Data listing
--
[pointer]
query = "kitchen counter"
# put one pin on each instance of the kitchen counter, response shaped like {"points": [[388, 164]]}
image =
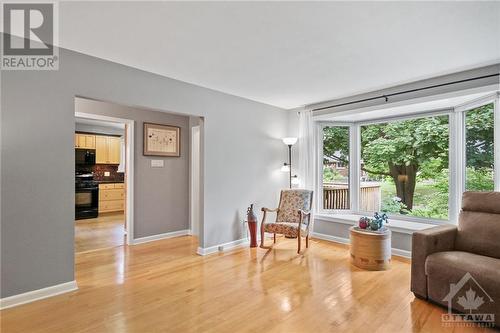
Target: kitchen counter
{"points": [[110, 181]]}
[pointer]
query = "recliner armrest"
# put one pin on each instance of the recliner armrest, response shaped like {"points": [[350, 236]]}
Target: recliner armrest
{"points": [[425, 243]]}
--
▸ **What is being asked**: Apart from the pictures, the entries above are to be repeated in full and exactly.

▸ **Finished answer**:
[pointer]
query = "kitchen counter"
# put one pin on each instance of the kitchen counter, response shaped like {"points": [[388, 164]]}
image =
Target: kitchen counter
{"points": [[110, 181]]}
[pointer]
query = "recliner armrest"
# put one pin on each instance of the recliner armrest, response shaped like {"points": [[350, 236]]}
Target: recliner armrest
{"points": [[425, 243]]}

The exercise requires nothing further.